** INPUT MATERIAL **
+-------+
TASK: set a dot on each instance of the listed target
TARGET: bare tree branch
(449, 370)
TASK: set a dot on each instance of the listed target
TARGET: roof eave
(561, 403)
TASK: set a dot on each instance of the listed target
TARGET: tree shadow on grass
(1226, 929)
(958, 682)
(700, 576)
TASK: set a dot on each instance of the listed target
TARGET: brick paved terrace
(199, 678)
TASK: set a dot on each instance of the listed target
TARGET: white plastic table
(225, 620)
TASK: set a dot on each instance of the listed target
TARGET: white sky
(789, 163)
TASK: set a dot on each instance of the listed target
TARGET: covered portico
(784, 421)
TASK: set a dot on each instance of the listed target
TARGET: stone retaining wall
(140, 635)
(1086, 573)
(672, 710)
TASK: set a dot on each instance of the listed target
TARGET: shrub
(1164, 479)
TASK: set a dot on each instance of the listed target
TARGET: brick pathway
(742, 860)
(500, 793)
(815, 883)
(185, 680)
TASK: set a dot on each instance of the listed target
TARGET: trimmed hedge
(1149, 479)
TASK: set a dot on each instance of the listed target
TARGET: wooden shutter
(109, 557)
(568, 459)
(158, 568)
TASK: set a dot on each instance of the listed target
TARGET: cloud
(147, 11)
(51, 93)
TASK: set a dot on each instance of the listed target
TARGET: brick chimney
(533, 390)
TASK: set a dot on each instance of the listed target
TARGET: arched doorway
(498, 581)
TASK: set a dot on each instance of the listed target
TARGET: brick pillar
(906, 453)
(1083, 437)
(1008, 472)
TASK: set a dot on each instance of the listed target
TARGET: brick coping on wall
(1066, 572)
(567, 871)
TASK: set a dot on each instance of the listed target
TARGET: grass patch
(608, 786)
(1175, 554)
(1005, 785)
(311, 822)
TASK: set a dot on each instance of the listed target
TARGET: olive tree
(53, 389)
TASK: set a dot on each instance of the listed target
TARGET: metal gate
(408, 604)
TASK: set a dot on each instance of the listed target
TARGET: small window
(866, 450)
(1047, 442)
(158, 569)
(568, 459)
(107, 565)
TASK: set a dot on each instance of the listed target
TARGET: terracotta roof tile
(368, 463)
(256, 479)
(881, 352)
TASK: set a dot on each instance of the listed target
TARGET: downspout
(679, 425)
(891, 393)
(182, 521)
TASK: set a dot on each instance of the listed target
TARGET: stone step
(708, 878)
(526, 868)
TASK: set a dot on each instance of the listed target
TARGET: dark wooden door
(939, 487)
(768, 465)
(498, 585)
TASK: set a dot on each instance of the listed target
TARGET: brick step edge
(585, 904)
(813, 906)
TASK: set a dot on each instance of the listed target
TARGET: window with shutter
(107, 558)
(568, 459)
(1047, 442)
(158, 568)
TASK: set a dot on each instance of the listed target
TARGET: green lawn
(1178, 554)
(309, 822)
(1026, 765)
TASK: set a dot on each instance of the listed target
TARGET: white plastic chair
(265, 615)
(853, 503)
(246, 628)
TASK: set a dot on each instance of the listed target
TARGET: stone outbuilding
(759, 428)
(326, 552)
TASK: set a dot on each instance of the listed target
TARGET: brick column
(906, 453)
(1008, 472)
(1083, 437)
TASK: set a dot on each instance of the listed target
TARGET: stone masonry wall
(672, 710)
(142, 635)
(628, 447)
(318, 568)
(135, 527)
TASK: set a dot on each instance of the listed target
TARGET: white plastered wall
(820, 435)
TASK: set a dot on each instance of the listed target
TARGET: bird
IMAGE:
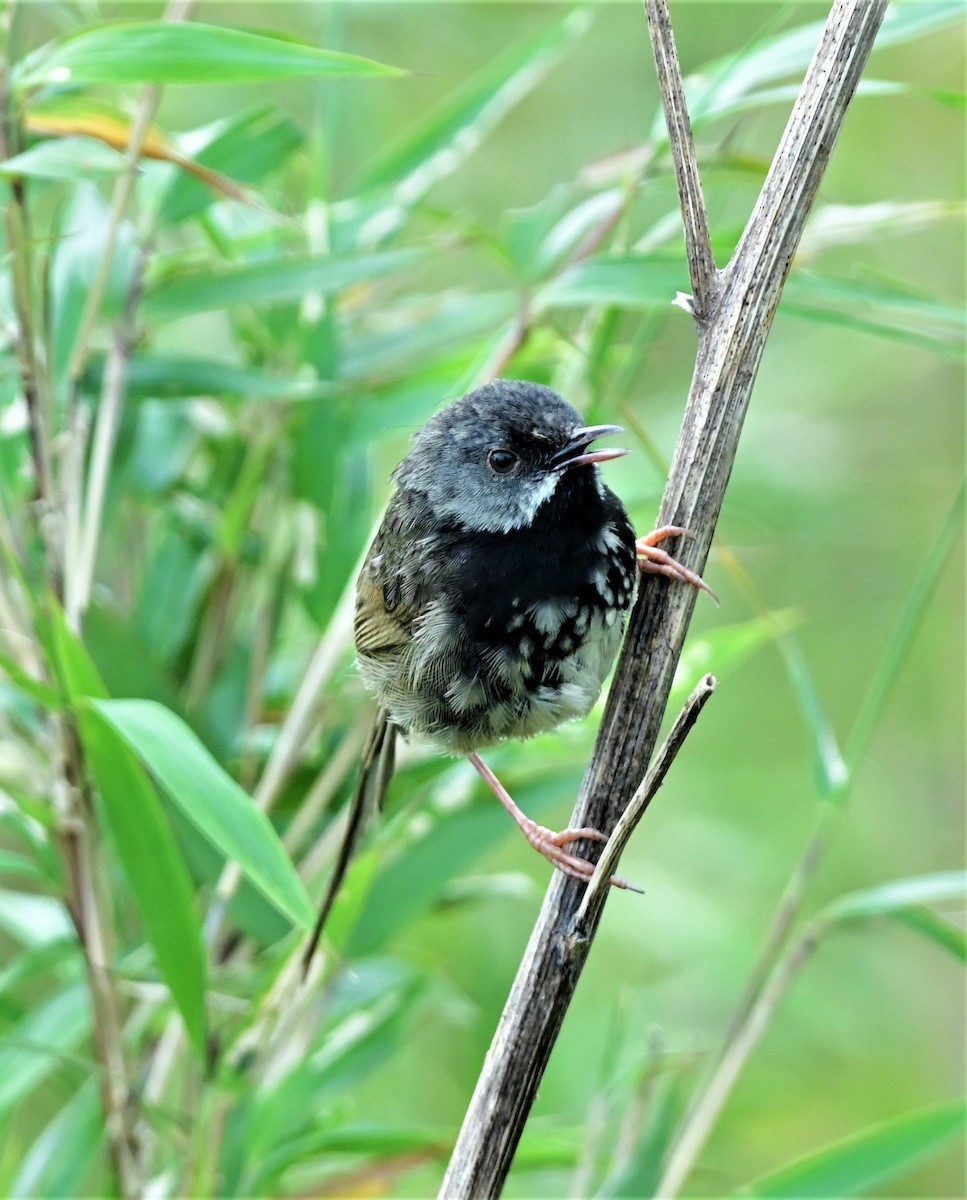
(492, 601)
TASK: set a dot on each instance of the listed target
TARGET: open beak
(576, 453)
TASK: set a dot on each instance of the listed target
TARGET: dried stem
(731, 342)
(697, 237)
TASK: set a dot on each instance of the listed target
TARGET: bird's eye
(502, 462)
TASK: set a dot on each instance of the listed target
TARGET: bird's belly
(462, 691)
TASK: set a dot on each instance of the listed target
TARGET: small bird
(493, 599)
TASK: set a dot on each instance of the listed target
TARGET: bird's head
(492, 459)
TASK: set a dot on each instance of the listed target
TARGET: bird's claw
(659, 562)
(551, 845)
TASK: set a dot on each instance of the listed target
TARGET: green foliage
(208, 370)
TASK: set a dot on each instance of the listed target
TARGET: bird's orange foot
(551, 845)
(659, 562)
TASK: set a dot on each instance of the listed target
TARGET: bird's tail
(376, 769)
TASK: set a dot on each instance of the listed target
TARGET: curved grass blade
(170, 52)
(869, 1158)
(211, 799)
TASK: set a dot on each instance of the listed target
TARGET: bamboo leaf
(64, 159)
(269, 281)
(172, 52)
(155, 869)
(628, 281)
(869, 1158)
(437, 147)
(35, 1047)
(211, 799)
(905, 900)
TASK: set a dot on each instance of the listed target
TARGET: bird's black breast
(540, 591)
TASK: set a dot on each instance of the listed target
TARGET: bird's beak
(576, 453)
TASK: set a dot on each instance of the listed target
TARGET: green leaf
(64, 159)
(37, 1044)
(41, 693)
(56, 1163)
(898, 647)
(937, 929)
(726, 85)
(146, 846)
(422, 328)
(905, 900)
(247, 148)
(172, 52)
(881, 307)
(211, 799)
(437, 147)
(869, 1158)
(629, 281)
(726, 647)
(155, 869)
(269, 281)
(176, 377)
(888, 898)
(845, 225)
(832, 772)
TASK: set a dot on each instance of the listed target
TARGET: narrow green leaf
(211, 799)
(41, 693)
(629, 281)
(64, 159)
(830, 768)
(146, 846)
(246, 148)
(78, 675)
(844, 225)
(869, 1158)
(178, 377)
(442, 143)
(56, 1163)
(727, 647)
(725, 85)
(880, 307)
(155, 869)
(905, 900)
(172, 52)
(937, 929)
(424, 328)
(899, 645)
(37, 1044)
(269, 281)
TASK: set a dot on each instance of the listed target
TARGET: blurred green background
(851, 462)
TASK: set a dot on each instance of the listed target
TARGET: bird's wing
(391, 592)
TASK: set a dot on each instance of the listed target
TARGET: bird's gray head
(490, 460)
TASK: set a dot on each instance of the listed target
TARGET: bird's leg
(546, 841)
(660, 562)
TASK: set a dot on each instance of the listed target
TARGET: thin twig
(732, 1062)
(697, 235)
(731, 343)
(600, 882)
(79, 559)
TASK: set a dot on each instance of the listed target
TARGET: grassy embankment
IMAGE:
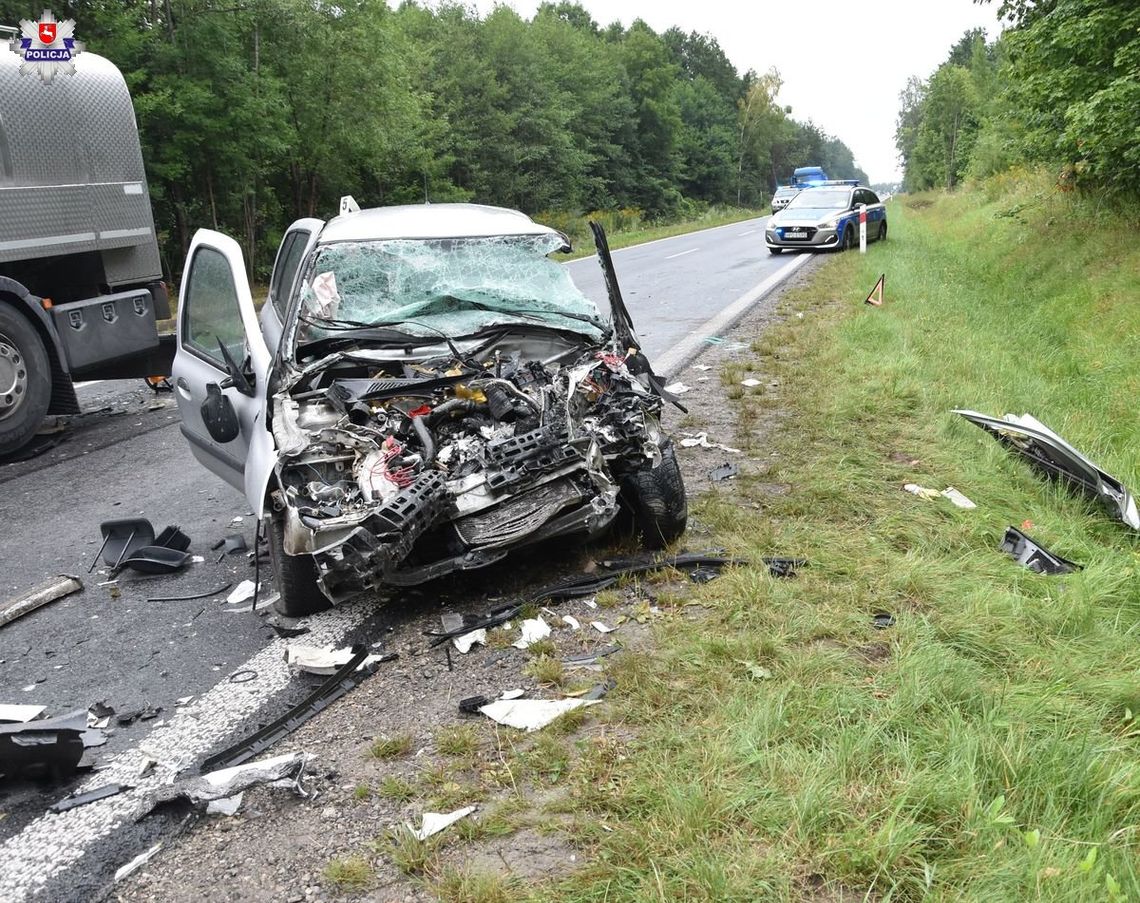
(987, 746)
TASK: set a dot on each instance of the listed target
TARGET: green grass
(985, 748)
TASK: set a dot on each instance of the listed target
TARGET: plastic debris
(475, 637)
(957, 497)
(1033, 555)
(434, 822)
(531, 715)
(138, 862)
(1049, 454)
(242, 593)
(726, 471)
(18, 713)
(532, 631)
(701, 440)
(49, 591)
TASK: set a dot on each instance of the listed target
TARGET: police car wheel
(25, 388)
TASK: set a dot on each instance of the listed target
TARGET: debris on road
(48, 591)
(193, 596)
(475, 637)
(531, 715)
(138, 862)
(1033, 555)
(1049, 454)
(726, 471)
(19, 713)
(90, 796)
(242, 593)
(344, 680)
(434, 822)
(701, 440)
(532, 629)
(46, 747)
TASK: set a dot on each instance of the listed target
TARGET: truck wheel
(25, 380)
(656, 496)
(295, 575)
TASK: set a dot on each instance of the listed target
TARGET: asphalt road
(125, 457)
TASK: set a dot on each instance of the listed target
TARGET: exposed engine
(398, 473)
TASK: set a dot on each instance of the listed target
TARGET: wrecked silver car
(440, 393)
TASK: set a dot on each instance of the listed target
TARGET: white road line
(658, 241)
(51, 843)
(672, 360)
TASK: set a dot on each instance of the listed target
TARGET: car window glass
(286, 270)
(211, 308)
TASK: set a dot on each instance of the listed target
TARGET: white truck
(80, 276)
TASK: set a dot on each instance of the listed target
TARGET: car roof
(430, 221)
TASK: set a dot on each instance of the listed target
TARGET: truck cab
(80, 275)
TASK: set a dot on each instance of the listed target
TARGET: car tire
(24, 380)
(656, 497)
(295, 575)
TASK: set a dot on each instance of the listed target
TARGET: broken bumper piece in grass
(433, 822)
(1034, 556)
(49, 591)
(531, 715)
(1051, 455)
(344, 680)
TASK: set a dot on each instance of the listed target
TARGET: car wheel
(25, 388)
(295, 575)
(656, 497)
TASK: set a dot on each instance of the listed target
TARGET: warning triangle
(876, 297)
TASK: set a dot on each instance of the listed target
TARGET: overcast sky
(843, 62)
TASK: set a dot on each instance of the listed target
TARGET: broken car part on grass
(1035, 556)
(1051, 455)
(441, 393)
(49, 591)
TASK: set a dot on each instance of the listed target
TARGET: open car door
(221, 366)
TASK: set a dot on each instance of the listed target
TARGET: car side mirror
(238, 377)
(219, 416)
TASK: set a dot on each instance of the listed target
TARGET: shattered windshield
(445, 286)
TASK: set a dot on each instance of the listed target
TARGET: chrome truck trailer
(80, 278)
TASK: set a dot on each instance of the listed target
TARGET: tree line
(253, 113)
(1059, 87)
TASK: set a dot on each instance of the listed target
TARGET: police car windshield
(816, 198)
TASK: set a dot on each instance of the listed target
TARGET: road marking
(667, 238)
(50, 844)
(672, 360)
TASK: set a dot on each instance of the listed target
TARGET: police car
(827, 217)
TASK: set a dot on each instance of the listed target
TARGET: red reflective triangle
(876, 297)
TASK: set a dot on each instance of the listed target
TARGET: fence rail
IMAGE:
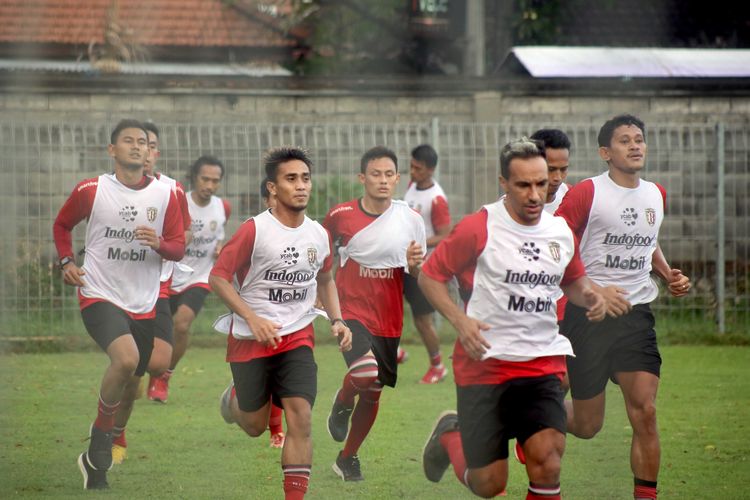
(704, 168)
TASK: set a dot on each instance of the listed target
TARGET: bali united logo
(554, 249)
(651, 216)
(312, 256)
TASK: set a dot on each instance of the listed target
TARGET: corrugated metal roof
(608, 62)
(155, 68)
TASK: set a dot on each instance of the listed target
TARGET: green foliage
(184, 449)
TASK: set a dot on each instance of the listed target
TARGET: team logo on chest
(128, 213)
(629, 216)
(651, 216)
(530, 251)
(312, 256)
(554, 249)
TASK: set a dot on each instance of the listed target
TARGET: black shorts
(192, 297)
(105, 322)
(417, 301)
(624, 344)
(285, 375)
(384, 348)
(490, 415)
(163, 321)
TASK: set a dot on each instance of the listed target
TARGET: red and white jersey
(618, 229)
(118, 268)
(370, 280)
(553, 205)
(510, 275)
(177, 189)
(431, 204)
(274, 268)
(208, 230)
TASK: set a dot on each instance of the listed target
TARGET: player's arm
(75, 209)
(236, 256)
(456, 253)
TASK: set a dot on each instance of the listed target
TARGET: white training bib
(208, 230)
(118, 268)
(621, 236)
(281, 284)
(517, 284)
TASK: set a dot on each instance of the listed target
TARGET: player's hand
(678, 283)
(265, 331)
(72, 274)
(469, 333)
(147, 236)
(617, 304)
(414, 254)
(595, 304)
(344, 335)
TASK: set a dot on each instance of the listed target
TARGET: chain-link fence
(706, 175)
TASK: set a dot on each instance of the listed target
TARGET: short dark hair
(276, 156)
(151, 127)
(122, 125)
(522, 148)
(374, 154)
(200, 162)
(552, 138)
(264, 192)
(608, 129)
(426, 154)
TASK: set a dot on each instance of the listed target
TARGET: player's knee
(364, 372)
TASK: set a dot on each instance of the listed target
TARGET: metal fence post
(721, 216)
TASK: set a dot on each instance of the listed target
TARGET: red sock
(436, 360)
(361, 375)
(274, 420)
(105, 417)
(118, 436)
(644, 489)
(363, 418)
(451, 441)
(296, 480)
(543, 491)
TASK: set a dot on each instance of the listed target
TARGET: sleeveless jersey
+-------+
** WHAT IS NEEDED **
Pull out each line above that contains the word "brick".

** RESULT OF THE EXERCISE **
TARGET: brick paved terrace
TARGET: brick pathway
TARGET: brick chimney
TARGET: brick pillar
TARGET: brick coping on wall
TARGET: brick step edge
TARGET: brick column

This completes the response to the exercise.